### Task requirements
• A. Answer these questions from the passage on Somali interviewees and postmodernism:
(i) Whose assumption that we all reside in a postmodern world does the passage set out to counter?
(ii) Which scholars does it say have been using complex verbal and conceptual dexterity to advance theories of postmodernism?
(iii) What kind of social arrangements does it say one must deal with in the Somali context?
• B. Carry the passage on Somali interviewees and postmodernism forward from its last sentence.

━━ Excerpt provided

The danger here is that while many of us are excited about the inter-subjective world of the qualitative method, and are savoring the descriptive as well as the analytical reconstitution of the first person singular, the "good natured native" in the promised land where he is or she is finally and emotionally speaking for himself or herself, may actually have a number of urgent, but unannounced aims in mind. To counter, for example, DHUNPATH's assumption that we are all residing in a postmodern world, the Somali interviewee may not have yet crossed over, especially in the complex contours of his or her social genealogy, into any modern space. Here, while the postmodern assumption that all natives have eventually escaped from the "prison" of modernity, and are, therefore, defining their world to themselves and to the world would be, at best hollow, if not outright pretentious. In fact, Somali nomads and others in similar or quasi-similar social structures are not even minimally aware of the complex verbal and conceptual dexterity that European scholars have been using to advance the trendy theories of postmodernism supposedly, and quite peculiarly, on behalf of the former. Instead, what you have to deal within the Somali context are clan and sub-clan-based social arrangements that have been pre-colonial, were not noticeably modified by colonialism, and are even refusing to conform to any postcolonial platform. These are, more often than otherwise, continuing counter-currents (in methodological and research terms) that are refusing to be conscribed by any reliable and/or concretely definable theoretical and experimental foundations. As such, the Somali case is an enduring phenomenon that might opportunistically refuse to be categorized even when it still wants to take advantage of any good "stuff" that modernity or postmodernism will be willing to supply.

━━━━
━━ Supplied material

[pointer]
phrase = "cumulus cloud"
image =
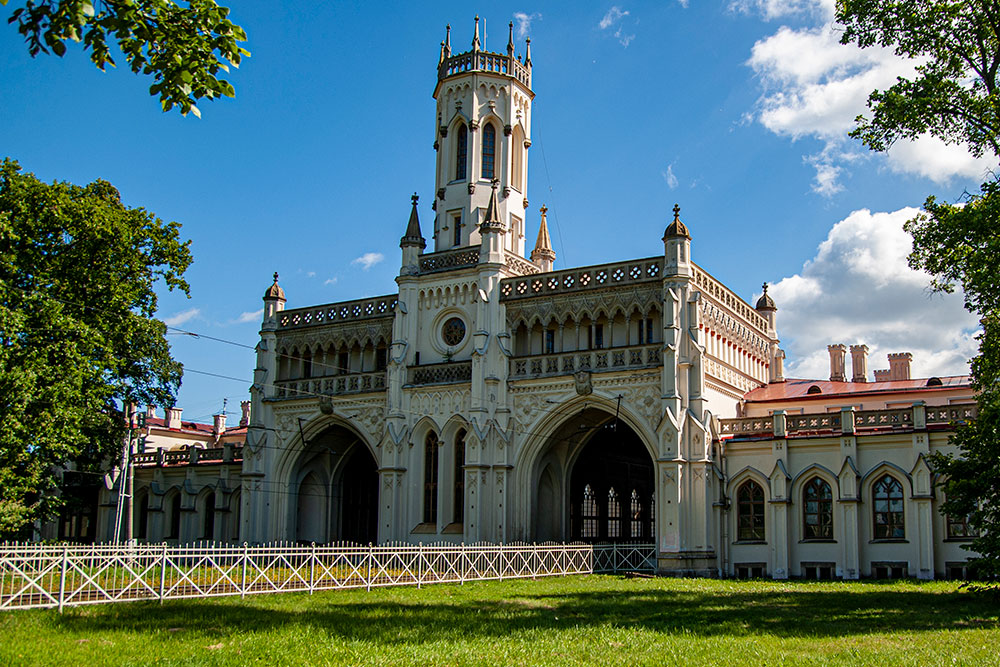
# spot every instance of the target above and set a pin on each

━━━━

### Answers given
• A.
(i) DHUNPATH's.
(ii) European scholars.
(iii) Clan and sub-clan-based social arrangements that have been pre-colonial, were not noticeably modified by colonialism, and refuse to conform to any postcolonial platform.

• B.
With these warnings and points in place, and perhaps to strengthen the analytical base of my arguments, let me re-introduce a term I have used at least twice in the preceding pages: genealogy. Genealogy, in the Foucauldian use of the term, will speak of the history of the present. In that regard, MEADMORE, HATCHER, and MCWILLIAM (2000, p.463) point out that "genealogy seeks to inquire into processes, procedures, and techniques through which truth, knowledge and belief are produced. As a task, a method, and a politics, genealogy takes up the challenge to emancipate historical knowledges by giving them legitimacy." Ironically, while the likes of Michel FOUCAULT and other apostles of postmodern thought may employ any reconstitutable threads of the present to accord legitimacy to diverse genealogies of knowledge, Somalis would gladly use clan genealogy to actually disempower others, and to selectively (apparently with the distinguishing categories of modernity) bestow the best of all categories upon others. 
If genealogy in the Foucauldian sense concerns itself with the constituency elements of power and body in the lived milieus, let me extend the implications as well as the etymological "particles" of the term and render it au courant in present Somali studies. That is, what might represent an important liberating terrain in postmodernism could actually be used by the Somalis, via their kinship genealogy or presumed descent from a common ancestor, not only to circumvent what is true and/or right, but even to undertake a cluster of behaviors and actions with potential deadly possibilities. Hence the important distinction between what the researcher accepts as the historical truth (factual, verifiable truth), and narrative truth (a general perspective by a writer or a story-teller; see LINCOLN, 2000). In certain instances the dividing line between the two "truths" could actually be blurred in the interest of a given segmentary lineage or another. And that will not be uncommon in most oral traditions, for as PERERA (cited in STROMQUIST, 2000, p.140) notes, societies "rooted in the oral tradition favor collective experience and impassioned subjectivity over documentary accuracy."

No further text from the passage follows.